Segment Start: PROVIDED DATA
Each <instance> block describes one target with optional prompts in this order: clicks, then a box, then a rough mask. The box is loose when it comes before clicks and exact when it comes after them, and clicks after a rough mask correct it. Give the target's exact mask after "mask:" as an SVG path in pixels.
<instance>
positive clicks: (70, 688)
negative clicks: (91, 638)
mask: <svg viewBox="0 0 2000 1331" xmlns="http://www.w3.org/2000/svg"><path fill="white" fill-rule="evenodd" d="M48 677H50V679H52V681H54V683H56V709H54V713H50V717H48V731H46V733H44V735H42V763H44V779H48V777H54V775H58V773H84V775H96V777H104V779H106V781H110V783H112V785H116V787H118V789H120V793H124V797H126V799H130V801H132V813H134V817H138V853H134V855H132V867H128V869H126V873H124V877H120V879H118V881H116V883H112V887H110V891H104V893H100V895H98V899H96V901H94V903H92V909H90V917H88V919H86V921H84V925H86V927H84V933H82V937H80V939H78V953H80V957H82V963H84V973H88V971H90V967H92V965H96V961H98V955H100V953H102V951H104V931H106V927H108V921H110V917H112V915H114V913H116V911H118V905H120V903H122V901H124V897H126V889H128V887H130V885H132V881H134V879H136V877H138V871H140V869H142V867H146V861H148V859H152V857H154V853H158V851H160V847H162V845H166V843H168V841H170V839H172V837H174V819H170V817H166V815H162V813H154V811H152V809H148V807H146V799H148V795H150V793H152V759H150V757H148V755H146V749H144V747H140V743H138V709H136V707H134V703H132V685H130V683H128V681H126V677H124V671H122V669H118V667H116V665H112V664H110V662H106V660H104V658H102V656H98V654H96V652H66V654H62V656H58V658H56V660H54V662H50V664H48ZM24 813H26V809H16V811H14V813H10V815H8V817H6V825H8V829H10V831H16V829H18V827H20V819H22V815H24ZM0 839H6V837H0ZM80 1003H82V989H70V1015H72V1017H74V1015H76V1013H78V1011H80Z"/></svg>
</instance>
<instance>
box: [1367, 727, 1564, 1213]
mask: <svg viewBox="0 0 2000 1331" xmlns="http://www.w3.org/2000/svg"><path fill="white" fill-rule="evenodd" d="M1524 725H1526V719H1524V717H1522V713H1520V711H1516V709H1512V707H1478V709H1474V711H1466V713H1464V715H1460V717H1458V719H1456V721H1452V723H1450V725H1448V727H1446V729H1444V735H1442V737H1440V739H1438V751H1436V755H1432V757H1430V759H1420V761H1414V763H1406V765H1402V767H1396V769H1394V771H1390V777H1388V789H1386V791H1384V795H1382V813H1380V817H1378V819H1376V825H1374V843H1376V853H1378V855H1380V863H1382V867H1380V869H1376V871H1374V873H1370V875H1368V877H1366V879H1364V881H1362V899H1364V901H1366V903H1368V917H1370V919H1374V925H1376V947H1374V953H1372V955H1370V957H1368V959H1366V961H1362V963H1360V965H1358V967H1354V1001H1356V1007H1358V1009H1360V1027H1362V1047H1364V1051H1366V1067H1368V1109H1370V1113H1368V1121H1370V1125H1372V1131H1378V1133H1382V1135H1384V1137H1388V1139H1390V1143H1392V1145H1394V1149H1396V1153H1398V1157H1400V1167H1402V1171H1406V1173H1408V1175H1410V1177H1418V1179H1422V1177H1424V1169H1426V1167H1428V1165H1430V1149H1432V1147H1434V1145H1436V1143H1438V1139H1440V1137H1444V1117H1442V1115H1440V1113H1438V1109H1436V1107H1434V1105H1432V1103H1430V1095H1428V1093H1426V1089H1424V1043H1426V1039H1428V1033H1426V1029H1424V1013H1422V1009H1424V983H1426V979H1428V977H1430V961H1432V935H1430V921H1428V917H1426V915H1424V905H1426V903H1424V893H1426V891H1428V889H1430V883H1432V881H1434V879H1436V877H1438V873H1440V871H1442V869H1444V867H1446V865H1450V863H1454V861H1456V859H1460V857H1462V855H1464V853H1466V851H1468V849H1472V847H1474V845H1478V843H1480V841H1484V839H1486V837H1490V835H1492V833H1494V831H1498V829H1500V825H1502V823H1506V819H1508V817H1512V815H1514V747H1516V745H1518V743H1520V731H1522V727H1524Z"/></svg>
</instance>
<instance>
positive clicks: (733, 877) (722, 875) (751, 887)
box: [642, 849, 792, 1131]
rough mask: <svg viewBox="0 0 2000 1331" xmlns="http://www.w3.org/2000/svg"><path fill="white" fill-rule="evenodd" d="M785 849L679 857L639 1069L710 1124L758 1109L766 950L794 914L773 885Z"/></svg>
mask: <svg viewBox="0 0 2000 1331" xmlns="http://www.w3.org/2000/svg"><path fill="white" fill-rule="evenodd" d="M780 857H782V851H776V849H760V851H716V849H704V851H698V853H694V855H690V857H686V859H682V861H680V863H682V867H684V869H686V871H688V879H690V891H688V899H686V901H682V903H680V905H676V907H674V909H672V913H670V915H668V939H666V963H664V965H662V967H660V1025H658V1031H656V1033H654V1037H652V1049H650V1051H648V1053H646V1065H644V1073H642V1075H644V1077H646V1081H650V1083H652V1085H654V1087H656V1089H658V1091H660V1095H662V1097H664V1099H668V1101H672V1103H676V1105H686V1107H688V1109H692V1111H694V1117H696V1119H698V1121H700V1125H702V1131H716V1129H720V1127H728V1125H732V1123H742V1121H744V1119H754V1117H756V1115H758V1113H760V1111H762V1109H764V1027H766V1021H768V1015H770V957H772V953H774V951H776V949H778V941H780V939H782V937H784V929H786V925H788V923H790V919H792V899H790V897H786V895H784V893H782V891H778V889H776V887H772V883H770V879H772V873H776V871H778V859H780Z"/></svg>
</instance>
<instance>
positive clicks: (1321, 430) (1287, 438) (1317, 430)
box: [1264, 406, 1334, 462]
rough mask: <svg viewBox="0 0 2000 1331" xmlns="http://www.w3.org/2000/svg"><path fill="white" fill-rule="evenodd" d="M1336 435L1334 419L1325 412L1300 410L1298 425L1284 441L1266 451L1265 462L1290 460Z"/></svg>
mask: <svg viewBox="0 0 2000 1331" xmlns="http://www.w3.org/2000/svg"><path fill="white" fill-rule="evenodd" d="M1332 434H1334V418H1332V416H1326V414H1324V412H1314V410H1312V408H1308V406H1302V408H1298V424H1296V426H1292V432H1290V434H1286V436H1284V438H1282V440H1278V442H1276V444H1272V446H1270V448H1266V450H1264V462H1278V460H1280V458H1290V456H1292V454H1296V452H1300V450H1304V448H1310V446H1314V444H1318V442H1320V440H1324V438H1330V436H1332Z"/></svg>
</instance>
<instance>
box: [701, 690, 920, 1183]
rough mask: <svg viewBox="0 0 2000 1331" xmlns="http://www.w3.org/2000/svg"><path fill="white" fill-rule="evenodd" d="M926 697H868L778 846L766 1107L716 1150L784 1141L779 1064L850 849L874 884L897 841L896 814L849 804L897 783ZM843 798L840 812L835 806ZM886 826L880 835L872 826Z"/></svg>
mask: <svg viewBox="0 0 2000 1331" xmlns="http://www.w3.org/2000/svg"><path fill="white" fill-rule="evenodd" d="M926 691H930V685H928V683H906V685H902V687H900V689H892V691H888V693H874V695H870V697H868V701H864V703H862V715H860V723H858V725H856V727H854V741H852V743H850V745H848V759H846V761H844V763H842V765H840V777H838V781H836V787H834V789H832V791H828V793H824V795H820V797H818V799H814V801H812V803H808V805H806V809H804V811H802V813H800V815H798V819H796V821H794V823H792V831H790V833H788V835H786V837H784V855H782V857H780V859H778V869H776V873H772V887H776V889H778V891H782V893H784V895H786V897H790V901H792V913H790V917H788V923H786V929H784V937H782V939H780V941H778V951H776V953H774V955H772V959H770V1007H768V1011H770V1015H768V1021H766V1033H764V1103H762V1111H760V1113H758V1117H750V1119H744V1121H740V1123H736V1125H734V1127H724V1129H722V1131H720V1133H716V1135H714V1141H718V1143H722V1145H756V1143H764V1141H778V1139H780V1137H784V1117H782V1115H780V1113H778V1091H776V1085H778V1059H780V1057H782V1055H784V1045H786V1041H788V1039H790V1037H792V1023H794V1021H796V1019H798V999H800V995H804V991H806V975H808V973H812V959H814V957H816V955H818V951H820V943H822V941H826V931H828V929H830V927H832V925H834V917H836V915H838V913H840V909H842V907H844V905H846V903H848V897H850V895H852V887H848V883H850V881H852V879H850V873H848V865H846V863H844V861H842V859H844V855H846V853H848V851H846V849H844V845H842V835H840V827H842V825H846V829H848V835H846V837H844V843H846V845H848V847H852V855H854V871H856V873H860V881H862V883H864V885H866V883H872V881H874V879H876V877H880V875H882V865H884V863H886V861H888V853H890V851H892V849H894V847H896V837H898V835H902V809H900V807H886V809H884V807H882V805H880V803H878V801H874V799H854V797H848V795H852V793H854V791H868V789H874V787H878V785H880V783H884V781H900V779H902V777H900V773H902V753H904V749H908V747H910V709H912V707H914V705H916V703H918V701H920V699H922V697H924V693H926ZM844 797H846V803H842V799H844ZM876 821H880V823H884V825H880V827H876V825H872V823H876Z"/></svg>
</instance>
Segment End: PROVIDED DATA
Within the listing above, give again exactly every line from the line with "435L1334 419L1325 412L1300" through the line with "box: [701, 690, 920, 1183]", both included, and no other line.

rough mask: <svg viewBox="0 0 2000 1331" xmlns="http://www.w3.org/2000/svg"><path fill="white" fill-rule="evenodd" d="M1336 435L1334 419L1325 412L1300 410L1298 425L1284 441L1266 451L1265 462L1290 460Z"/></svg>
mask: <svg viewBox="0 0 2000 1331" xmlns="http://www.w3.org/2000/svg"><path fill="white" fill-rule="evenodd" d="M1332 434H1334V418H1332V416H1326V414H1324V412H1314V410H1312V408H1308V406H1302V408H1298V424H1296V426H1292V432H1290V434H1286V436H1284V438H1282V440H1278V442H1276V444H1272V446H1270V448H1266V450H1264V462H1278V460H1280V458H1290V456H1292V454H1296V452H1300V450H1304V448H1310V446H1314V444H1318V442H1320V440H1324V438H1330V436H1332Z"/></svg>
</instance>
<instance>
box: [701, 690, 920, 1183]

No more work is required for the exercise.